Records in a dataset
_____
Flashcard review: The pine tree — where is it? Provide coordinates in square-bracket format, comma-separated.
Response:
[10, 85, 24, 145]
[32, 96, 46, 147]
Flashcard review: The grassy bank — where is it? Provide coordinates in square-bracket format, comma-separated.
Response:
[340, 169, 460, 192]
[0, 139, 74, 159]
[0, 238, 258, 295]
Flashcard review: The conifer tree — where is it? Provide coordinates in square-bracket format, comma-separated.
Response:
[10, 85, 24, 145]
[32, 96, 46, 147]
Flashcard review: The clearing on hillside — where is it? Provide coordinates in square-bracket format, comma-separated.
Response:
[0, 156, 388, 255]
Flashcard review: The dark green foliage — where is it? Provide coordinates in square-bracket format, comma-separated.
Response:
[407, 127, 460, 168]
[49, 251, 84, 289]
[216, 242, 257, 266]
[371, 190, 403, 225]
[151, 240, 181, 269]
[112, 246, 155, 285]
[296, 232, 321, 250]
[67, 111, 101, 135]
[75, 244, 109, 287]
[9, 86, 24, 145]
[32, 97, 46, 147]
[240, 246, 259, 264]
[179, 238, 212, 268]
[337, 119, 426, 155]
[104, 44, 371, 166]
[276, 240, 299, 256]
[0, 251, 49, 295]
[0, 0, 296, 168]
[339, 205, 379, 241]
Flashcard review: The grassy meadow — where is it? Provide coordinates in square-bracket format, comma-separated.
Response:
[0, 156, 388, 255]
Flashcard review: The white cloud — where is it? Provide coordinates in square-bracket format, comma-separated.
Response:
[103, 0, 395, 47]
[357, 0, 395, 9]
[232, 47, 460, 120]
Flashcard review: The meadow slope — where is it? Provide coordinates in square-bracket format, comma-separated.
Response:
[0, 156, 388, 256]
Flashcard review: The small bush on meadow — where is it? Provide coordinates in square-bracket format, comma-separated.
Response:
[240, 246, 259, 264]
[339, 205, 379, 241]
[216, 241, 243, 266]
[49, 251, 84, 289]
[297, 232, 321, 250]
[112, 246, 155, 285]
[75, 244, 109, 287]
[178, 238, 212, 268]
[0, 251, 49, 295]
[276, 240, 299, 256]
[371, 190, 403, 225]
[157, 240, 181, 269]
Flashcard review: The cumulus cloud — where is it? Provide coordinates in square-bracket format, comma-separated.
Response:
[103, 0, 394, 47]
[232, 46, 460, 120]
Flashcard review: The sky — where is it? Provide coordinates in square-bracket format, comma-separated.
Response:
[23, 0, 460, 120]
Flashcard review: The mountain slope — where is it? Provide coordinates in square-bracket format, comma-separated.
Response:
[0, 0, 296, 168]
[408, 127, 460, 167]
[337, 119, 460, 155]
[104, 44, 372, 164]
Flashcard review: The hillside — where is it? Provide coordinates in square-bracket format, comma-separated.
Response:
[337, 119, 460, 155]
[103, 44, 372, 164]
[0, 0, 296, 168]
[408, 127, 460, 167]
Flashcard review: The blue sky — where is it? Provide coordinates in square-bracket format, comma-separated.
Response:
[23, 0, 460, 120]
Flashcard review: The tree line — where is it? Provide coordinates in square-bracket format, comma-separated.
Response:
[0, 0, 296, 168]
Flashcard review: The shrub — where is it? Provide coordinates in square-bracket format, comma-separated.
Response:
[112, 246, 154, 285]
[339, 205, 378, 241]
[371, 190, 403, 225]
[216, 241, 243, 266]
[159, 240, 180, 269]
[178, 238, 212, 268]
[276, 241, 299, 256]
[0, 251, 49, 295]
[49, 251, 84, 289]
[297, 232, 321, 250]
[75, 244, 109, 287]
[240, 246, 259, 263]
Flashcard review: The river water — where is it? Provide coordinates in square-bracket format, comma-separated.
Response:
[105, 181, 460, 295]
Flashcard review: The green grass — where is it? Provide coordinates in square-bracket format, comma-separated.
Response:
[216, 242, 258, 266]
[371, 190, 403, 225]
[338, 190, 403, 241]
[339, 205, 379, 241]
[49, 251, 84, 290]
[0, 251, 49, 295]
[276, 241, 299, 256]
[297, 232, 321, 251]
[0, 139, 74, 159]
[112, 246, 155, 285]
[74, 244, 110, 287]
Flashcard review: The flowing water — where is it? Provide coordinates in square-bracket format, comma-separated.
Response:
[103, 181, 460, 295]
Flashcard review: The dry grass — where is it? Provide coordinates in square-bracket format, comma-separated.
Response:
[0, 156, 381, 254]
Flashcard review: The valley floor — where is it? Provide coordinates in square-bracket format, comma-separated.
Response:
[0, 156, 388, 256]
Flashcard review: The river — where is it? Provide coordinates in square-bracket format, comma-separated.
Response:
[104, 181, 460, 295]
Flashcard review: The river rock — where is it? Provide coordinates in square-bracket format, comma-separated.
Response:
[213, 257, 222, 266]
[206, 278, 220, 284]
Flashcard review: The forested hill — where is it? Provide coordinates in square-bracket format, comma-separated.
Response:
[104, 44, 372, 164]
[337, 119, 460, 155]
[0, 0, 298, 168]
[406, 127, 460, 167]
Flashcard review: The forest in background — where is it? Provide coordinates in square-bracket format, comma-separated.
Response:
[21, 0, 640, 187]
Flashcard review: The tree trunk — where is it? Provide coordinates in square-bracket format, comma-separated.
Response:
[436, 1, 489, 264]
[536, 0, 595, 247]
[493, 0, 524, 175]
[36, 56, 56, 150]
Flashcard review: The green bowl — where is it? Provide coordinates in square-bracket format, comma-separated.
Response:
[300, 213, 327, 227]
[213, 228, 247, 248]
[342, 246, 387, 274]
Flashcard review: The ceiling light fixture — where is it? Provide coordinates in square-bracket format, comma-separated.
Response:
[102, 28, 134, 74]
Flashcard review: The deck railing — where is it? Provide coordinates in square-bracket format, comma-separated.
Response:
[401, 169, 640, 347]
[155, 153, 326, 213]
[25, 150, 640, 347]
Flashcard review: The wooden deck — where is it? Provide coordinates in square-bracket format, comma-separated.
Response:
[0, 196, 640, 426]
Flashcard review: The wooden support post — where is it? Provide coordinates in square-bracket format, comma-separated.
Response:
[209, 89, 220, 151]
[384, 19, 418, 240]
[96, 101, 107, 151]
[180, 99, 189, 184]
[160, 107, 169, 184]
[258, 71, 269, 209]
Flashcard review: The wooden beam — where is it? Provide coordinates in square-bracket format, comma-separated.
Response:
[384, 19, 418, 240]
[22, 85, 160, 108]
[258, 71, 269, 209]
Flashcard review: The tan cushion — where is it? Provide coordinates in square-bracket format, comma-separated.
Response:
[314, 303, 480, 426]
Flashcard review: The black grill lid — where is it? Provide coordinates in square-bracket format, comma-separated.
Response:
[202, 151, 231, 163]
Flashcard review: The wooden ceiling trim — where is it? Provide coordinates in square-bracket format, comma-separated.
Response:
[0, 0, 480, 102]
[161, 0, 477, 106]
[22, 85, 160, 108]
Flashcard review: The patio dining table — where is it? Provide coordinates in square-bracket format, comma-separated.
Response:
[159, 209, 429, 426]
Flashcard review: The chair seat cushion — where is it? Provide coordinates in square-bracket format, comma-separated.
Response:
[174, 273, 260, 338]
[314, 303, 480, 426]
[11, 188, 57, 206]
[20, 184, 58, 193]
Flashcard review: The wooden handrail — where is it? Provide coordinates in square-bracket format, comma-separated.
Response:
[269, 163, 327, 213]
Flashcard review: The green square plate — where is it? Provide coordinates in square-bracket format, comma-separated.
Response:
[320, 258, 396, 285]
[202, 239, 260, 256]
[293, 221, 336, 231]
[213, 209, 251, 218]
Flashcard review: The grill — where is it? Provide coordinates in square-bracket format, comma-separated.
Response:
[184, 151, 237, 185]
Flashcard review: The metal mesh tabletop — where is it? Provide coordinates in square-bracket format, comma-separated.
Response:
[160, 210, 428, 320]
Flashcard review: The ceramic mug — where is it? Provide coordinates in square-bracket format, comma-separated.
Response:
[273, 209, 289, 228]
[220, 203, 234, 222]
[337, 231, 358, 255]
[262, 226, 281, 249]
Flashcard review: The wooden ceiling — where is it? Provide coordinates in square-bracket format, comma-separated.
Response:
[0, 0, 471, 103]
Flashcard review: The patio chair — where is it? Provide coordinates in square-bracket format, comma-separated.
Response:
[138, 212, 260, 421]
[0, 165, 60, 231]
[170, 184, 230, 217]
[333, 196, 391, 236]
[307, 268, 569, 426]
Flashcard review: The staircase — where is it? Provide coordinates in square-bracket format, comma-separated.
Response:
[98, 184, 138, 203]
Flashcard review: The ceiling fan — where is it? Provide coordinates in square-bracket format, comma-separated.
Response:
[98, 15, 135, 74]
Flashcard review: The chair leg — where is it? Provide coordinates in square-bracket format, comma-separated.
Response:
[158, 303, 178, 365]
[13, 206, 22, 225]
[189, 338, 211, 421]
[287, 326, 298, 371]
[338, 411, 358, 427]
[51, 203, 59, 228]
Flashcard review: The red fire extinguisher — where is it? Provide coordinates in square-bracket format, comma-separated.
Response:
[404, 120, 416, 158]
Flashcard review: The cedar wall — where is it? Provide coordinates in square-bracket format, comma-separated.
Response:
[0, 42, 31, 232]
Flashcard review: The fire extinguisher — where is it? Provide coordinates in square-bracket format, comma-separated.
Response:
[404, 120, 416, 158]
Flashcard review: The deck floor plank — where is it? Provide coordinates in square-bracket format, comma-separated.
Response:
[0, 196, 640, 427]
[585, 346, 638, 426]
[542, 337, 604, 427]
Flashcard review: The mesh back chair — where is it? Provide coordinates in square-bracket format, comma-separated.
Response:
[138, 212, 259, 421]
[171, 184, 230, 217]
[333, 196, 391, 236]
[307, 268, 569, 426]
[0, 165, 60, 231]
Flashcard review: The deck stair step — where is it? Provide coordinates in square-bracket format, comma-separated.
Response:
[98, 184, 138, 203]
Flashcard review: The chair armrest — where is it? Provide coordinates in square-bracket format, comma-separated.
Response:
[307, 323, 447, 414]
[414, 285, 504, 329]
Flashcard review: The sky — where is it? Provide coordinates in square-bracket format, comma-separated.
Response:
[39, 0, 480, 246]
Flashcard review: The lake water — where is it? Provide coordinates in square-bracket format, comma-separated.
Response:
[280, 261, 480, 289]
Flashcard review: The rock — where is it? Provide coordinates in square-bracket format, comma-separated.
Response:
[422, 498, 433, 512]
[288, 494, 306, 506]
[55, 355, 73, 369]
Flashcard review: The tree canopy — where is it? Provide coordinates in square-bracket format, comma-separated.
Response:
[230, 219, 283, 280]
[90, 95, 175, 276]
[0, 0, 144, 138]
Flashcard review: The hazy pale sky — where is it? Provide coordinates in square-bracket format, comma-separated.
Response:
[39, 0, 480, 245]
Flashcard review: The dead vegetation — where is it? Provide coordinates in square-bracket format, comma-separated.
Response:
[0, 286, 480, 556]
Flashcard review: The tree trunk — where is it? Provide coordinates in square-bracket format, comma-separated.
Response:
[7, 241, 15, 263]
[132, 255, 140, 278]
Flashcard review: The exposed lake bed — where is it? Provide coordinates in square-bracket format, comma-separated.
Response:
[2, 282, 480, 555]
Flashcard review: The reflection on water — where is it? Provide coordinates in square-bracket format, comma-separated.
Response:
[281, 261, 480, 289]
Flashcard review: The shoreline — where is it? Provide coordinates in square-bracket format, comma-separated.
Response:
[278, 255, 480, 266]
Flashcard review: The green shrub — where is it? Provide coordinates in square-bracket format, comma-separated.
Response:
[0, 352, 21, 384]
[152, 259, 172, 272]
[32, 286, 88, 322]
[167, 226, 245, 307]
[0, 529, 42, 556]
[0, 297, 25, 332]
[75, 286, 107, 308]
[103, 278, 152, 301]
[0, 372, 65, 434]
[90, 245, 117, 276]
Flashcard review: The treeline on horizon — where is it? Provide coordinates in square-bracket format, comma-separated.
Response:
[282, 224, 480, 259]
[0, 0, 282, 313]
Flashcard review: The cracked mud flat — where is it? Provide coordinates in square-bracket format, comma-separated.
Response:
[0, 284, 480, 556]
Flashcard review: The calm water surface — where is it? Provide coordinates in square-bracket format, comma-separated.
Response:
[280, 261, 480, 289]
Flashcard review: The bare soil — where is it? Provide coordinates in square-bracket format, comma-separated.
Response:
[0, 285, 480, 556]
_____
◆ **Short exercise**: Retype the lines starting at the line that contains "Flashcard review: The valley" and ending at the line that contains "[406, 127, 460, 167]", both included, with no changes.

◆ **Task answer**:
Flashcard review: The valley floor — where is it? Provide coordinates in square-bracket format, comma-separated.
Response:
[0, 156, 388, 256]
Flashcard review: The river — where is it? Provide coordinates in square-bracket format, comma-separated.
Response:
[104, 181, 460, 295]
Flashcard review: The river rock — where is it? Provide coordinates in square-bracket format, comma-separated.
Response:
[213, 257, 222, 266]
[206, 278, 220, 284]
Flashcard review: The forested hill — where is it? Provide coordinates in square-bracket format, comma-separated.
Response:
[104, 44, 372, 164]
[337, 119, 460, 155]
[0, 0, 298, 168]
[406, 127, 460, 167]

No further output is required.